■ **What to do**:
Convert every line of the data below into a numbered list, omitting any blank lines.

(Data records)
## BEGIN

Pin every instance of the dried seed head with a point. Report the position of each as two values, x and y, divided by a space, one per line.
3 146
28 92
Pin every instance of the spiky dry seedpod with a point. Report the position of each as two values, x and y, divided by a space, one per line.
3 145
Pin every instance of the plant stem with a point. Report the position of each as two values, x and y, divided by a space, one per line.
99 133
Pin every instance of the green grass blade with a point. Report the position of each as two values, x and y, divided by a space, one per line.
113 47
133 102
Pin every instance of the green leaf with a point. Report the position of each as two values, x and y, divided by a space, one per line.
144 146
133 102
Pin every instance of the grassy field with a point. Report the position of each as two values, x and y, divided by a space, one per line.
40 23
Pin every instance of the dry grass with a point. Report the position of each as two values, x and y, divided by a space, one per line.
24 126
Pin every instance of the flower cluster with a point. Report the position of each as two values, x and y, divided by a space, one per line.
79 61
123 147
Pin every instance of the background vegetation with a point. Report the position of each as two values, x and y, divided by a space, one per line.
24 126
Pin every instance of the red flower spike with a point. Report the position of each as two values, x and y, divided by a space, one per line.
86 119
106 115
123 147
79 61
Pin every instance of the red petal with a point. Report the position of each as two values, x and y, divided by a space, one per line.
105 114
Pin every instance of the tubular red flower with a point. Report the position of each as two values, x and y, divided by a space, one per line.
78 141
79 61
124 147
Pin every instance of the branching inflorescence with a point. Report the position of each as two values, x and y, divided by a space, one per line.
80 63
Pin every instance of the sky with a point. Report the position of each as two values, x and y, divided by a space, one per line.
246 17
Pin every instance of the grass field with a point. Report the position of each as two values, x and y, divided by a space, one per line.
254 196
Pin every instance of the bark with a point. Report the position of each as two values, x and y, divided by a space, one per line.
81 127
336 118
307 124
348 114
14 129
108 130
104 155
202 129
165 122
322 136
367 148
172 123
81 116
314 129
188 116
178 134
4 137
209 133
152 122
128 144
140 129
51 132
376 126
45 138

## END

■ **Full solution**:
1. Pin every instance of the dried seed head with a point. Report the position of each as two values, x and y, divided by a space, one per line.
2. 3 146
3. 28 92
4. Pin every instance of the spiky dry seedpod with a point. Report the position of each as two values, x and y, divided by a space, one per line.
5. 3 145
6. Pin every instance of the plant stem with a point. Report the position of each as two values, x and y, divided by a space, one per line.
7. 99 133
8. Pin every instance of the green grass blade with a point. Report the position of each as two values, x and y, divided by a space, one per line.
9. 113 47
10. 133 102
11. Pin every instance of the green leaf with a point. Report the position of each as two values, x and y, divided by a space, one per line.
12. 144 146
13. 133 102
14. Pin every instance of the grassy field with a point. Report the position of each as two values, x and y, divided by a space, one per line.
15. 40 23
16. Pin every instance of the dry grass with a point. Report the position of each as two values, x and y, divided by a space, one per line.
17. 24 126
18. Pin every instance of the flower cluster with a point. Report the position of each as two values, x and y, divided by a space, one per line.
19. 79 61
20. 123 147
21. Pin every instance of the background vegetation with a point. Report the position of each as two values, x and y, divided by a space, one per line.
22. 24 126
23. Pin every instance of the red flower spike with a point. Report the position of each as two values, x and y, divided by a space, one per line.
24. 86 119
25. 106 115
26. 123 147
27. 79 61
28. Pin every instance of the red petal with a point. Report the position of each as two values, x and y, divided by a space, one per line.
29. 105 114
30. Pin every instance of the tubular red flower with a point. Report the position of each as two values, x and y, divided by a space, one per line.
31. 78 141
32. 79 61
33. 124 147
34. Pin every instance of the branching inflorescence with a point. Report the position of each as two values, x and y, divided by a space, one per line.
35. 80 63
36. Pin every instance of the sky with a point. Report the position of each as two values, x and y, divided by a space, one per line.
37. 246 17
38. Pin every instance of the grass field with a point. Report the position of each as two values, x and y, divided by a space, one per line.
39. 254 196
40. Pin every instance of the bark with a point. Report the position of each as two values, x and y, divided by a space, one per line.
41. 81 127
42. 336 118
43. 307 124
44. 348 114
45. 14 129
46. 108 130
47. 104 155
48. 202 129
49. 165 122
50. 322 136
51. 367 148
52. 172 123
53. 81 116
54. 314 129
55. 188 116
56. 178 134
57. 4 137
58. 209 133
59. 152 122
60. 128 144
61. 140 129
62. 51 132
63. 376 126
64. 45 138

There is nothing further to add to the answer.